- [Task set]:
1 – Answer these questions using the Mantashe biography:
(a) On what date was Mantashe appointed Minister of Mineral Resources?
(b) In which village was he born?
(c) At which mine did he begin his mining experience, and in what role?
2 – Pick up the Mantashe biography after its last sentence and keep writing it.

- [Given passage]:

◆ ◆ ◆ ◆

Samson Gwede Mantashe, popularly known as Gwede Mantashe, (born 21 June 1955) is a South African politician and trade unionist, who as of 18 December 2017, serves as the National Chairperson of the African National Congress.  He is also a former chairperson of the South African Communist Party and Secretary General of the ANC. On the 26th of February 2018, during a cabinet reshuffle by president Cyril Ramaphosa, Mantashe was appointed Minister of Mineral Resources. In May 2019, he became Minister of Mineral Resources and Energy, when his earlier portfolio was merged with the energy portfolio.

Early life and education
Samson Gwede Mantashe was born in 1955 in the village of Cala in the Transkei (now Eastern Cape). He studied at the University of South Africa (Unisa) in 1997, and completed a B.Com Honours degree in 2002. He also acquired a master's degree from the University of the Witwatersrand (Wits) in 2008. He completed his MBA through MANCOSA in 2021.

Labour union activities
He joined the migratory labour force to eke out a living in the mining industry. Beginning his mining experience at Western Deep Levels mine in 1975 as a Recreation Officer and, in the same year, moved to Prieska Copper Mines where he was Welfare Officer until 1982.

◆ ◆ ◆ ◆

- [Dataset]:

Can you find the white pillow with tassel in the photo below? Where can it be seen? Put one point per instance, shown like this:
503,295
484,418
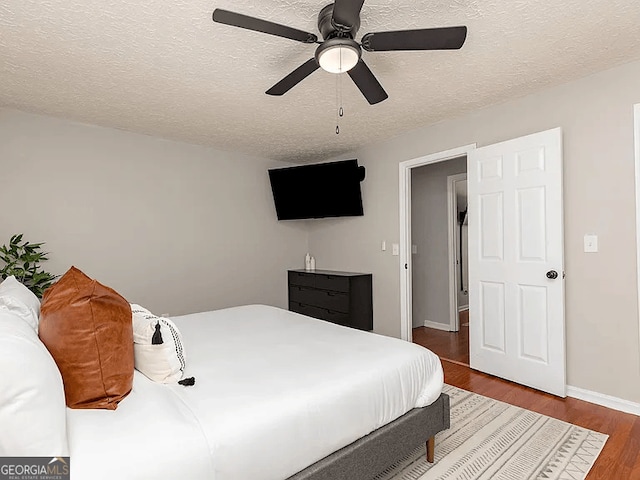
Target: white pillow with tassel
157,346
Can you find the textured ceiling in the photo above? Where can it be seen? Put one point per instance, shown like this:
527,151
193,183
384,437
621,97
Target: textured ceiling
165,69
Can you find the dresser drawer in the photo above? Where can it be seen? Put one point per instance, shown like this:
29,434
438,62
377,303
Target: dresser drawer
320,313
332,282
303,279
328,299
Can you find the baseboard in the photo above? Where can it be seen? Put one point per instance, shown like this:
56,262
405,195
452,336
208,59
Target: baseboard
604,400
436,325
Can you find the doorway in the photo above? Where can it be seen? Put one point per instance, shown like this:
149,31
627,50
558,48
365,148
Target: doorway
516,280
439,273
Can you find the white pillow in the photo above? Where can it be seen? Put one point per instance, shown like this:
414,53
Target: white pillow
18,299
33,414
163,362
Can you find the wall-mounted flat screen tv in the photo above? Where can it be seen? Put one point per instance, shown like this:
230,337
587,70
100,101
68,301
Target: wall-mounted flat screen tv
318,190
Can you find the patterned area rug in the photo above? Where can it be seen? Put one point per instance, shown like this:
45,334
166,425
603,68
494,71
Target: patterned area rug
493,440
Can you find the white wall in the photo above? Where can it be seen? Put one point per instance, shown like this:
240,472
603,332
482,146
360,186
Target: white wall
429,232
175,227
596,115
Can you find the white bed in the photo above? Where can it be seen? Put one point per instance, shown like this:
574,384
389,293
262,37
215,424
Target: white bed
275,392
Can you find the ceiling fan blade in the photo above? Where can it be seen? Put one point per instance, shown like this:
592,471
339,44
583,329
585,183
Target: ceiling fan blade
367,83
258,25
346,13
447,38
295,77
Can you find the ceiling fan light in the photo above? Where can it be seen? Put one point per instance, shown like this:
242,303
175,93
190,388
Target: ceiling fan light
338,59
338,55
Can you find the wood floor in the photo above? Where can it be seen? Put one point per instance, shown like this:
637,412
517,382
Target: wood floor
620,458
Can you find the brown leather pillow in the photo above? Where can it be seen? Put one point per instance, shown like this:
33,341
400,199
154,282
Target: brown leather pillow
87,328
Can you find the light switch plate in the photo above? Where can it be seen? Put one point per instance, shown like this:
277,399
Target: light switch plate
590,243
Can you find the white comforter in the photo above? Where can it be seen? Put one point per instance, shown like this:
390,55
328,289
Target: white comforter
275,391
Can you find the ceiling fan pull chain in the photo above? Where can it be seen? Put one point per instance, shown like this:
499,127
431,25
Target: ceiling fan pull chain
338,107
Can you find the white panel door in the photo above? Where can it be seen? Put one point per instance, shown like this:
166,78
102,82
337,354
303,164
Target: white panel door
516,264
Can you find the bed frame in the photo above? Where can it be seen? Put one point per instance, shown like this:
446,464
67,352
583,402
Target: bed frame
370,455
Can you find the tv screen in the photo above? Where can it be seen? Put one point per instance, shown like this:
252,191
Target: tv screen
318,190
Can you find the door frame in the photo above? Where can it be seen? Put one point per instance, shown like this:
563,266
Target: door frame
452,229
636,141
405,228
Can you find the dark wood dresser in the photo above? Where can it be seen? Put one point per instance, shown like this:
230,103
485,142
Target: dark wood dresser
344,298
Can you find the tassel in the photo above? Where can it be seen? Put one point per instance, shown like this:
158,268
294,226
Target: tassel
157,336
188,382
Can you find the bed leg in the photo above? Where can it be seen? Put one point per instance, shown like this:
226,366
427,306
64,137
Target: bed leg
431,446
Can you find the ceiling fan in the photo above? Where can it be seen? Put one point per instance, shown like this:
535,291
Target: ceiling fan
338,24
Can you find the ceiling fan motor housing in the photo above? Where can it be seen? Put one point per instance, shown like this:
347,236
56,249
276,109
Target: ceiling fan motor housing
329,30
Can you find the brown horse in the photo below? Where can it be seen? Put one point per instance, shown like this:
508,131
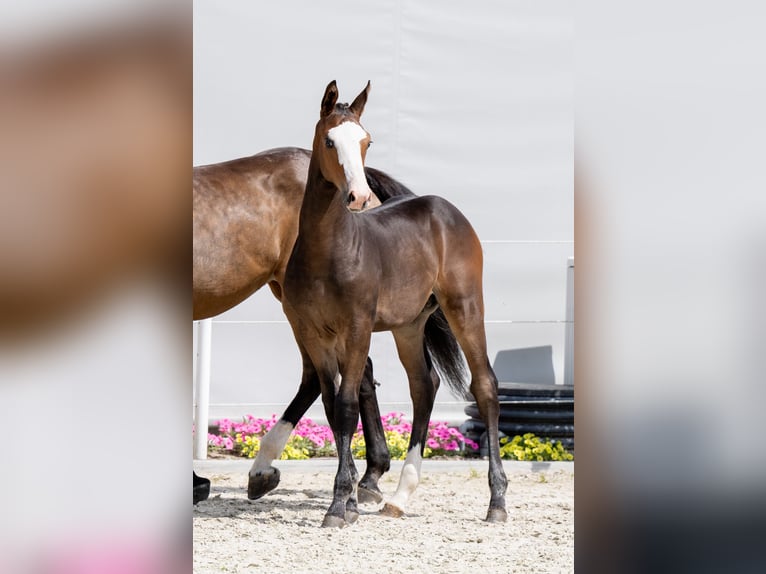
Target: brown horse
245,224
388,269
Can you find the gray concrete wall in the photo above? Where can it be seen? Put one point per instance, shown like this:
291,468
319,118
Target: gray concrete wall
473,103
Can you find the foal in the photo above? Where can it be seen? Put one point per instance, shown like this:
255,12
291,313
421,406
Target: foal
387,269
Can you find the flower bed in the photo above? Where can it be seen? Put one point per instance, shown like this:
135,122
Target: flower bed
309,440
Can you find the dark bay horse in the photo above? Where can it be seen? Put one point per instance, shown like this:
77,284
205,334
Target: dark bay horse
387,269
245,223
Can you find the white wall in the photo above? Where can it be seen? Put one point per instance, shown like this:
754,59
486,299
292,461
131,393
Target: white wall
474,104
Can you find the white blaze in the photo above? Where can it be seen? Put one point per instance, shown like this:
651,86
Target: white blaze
346,138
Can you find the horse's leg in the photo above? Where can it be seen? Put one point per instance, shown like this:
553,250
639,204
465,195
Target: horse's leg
343,509
465,316
263,477
377,453
423,386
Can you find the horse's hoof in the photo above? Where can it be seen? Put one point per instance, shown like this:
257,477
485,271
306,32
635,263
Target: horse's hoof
497,515
201,489
332,521
351,516
367,495
391,510
262,482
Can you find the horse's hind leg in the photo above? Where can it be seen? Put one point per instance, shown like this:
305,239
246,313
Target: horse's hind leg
465,316
423,386
377,454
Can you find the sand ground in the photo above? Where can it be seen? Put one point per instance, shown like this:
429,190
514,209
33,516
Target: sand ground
442,531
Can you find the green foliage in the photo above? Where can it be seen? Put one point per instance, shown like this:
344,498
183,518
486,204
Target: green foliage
530,447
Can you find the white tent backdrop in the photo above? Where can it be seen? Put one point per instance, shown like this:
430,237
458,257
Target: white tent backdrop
470,102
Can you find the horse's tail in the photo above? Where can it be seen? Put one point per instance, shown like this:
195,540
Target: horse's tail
384,186
442,350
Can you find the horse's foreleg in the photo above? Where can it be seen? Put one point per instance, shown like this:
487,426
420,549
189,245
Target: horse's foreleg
377,454
343,509
263,478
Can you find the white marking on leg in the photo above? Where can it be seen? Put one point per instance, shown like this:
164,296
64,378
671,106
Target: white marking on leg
337,381
272,446
409,478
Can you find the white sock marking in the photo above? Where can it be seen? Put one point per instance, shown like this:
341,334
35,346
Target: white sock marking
409,478
272,446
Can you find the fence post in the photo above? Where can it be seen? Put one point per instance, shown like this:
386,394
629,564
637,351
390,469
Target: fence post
202,387
569,333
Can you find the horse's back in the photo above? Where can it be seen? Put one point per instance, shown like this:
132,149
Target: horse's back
245,219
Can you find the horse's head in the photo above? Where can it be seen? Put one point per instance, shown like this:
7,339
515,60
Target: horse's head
340,145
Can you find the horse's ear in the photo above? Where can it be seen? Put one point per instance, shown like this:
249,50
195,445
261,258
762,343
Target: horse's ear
329,99
358,104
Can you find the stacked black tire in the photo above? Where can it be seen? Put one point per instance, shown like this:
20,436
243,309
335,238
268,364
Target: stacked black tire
545,410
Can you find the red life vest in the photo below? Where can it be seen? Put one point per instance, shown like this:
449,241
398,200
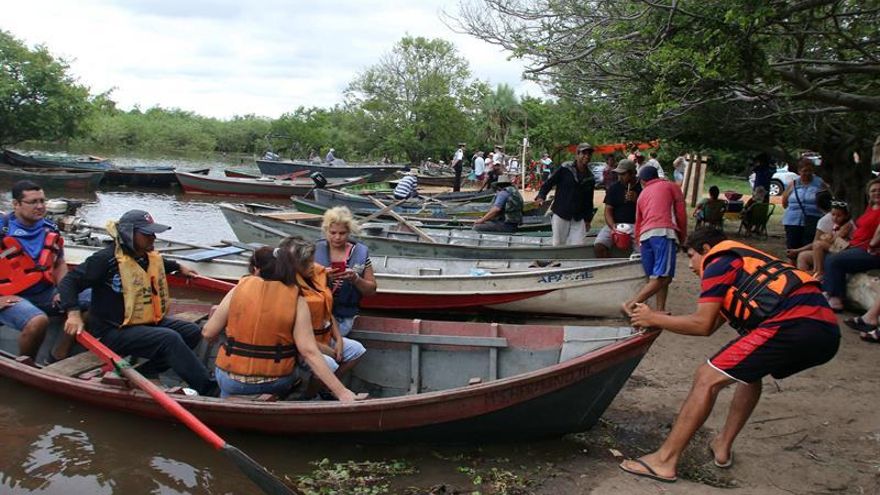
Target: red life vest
19,272
760,287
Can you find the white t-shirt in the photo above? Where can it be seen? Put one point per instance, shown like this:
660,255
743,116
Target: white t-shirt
825,224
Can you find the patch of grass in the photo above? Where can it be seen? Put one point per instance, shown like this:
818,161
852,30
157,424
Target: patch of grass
350,477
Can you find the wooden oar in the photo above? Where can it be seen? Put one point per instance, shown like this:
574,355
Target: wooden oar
425,237
257,473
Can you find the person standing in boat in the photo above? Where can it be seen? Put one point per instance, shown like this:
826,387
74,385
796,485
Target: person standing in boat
351,270
408,186
573,206
785,326
457,166
265,333
340,353
31,265
130,302
506,211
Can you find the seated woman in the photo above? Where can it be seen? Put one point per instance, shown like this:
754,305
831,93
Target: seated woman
268,325
351,271
833,232
862,255
340,353
711,208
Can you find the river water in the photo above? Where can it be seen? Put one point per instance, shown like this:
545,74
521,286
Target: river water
52,446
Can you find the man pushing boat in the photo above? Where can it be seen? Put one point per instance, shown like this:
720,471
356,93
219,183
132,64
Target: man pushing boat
785,326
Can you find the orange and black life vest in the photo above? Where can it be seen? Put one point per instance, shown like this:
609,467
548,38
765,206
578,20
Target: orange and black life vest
319,297
18,271
760,287
259,331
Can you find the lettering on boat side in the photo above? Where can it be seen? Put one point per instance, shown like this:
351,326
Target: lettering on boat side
528,390
553,278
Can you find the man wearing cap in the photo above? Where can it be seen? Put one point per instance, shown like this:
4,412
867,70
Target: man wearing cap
573,206
130,302
31,264
620,205
505,214
457,164
408,186
661,224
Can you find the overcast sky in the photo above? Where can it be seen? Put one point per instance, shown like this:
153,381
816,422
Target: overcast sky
234,57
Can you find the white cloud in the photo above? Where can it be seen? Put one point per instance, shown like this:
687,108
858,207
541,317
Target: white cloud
225,58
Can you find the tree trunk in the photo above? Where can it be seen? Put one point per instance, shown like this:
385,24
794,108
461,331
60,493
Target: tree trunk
847,178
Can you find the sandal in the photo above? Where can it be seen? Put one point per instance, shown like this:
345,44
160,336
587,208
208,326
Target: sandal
858,324
872,337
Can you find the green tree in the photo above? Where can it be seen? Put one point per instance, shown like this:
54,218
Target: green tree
414,99
757,74
39,100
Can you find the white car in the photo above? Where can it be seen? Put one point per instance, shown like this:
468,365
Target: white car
781,180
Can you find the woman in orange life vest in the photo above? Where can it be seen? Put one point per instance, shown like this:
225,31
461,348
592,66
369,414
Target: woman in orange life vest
268,326
340,353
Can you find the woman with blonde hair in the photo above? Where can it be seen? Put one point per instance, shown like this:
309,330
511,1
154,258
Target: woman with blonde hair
350,269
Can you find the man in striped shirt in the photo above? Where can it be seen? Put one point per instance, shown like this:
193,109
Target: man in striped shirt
785,326
408,186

◆ ◆ ◆ ◆

- [Answers given]:
1 –
(a) 26 February 2018
(b) Cala, in the Transkei (now Eastern Cape)
(c) Western Deep Levels mine, as a Recreation Officer

2 –
In 1982, Mantashe moved to Matla Colliery where he co-founded and became the Witbank branch chairperson of the National Union of Mineworkers (NUM), a position he held until 1984. He was then elected NUM Regional Secretary in 1985. In recognition of his skills, Mantashe became the NUM's National Organiser from 1988 to 1993 and its Regional Coordinator between 1993 and 1994.

Posts 
Mantashe was the Secretary-General of the National Union of Mineworkers until their 12th National Conference held in May 2006 where he was succeeded by Frans Baleni. He made history by becoming the first trade unionist to be appointed to the board of Directors of a JSE Limited-listed company, namely Samancor, in 1995.

He served for two years as Chairperson of the Technical Working Group of the Joint Initiative for Priority Skills Acquisition (Jipsa).

He was the chairperson of the South African Communist Party until July 2012. He is currently a member of the Politburo of the South African Communist Party. He was elected Secretary-General of the African National Congress at the party's 52nd National Conference in 2007.

Controversy 
During Zuma’s presidency, Mantashe was a key figure in the project to shield him from accountability by closing ranks around him.   In 2013 Mantashe maintained that Zuma's relationship with the Gupta family was not ANC business. In 2021 he said that it was around that time that the hold of the Gupta family over Zuma was becoming more clear.  In 2017, four years after the problematic relationship was noticed, Mantashe threatened ANC parliamentarians with disciplinary action if they voted against Jacob Zuma in a no-confidence motion.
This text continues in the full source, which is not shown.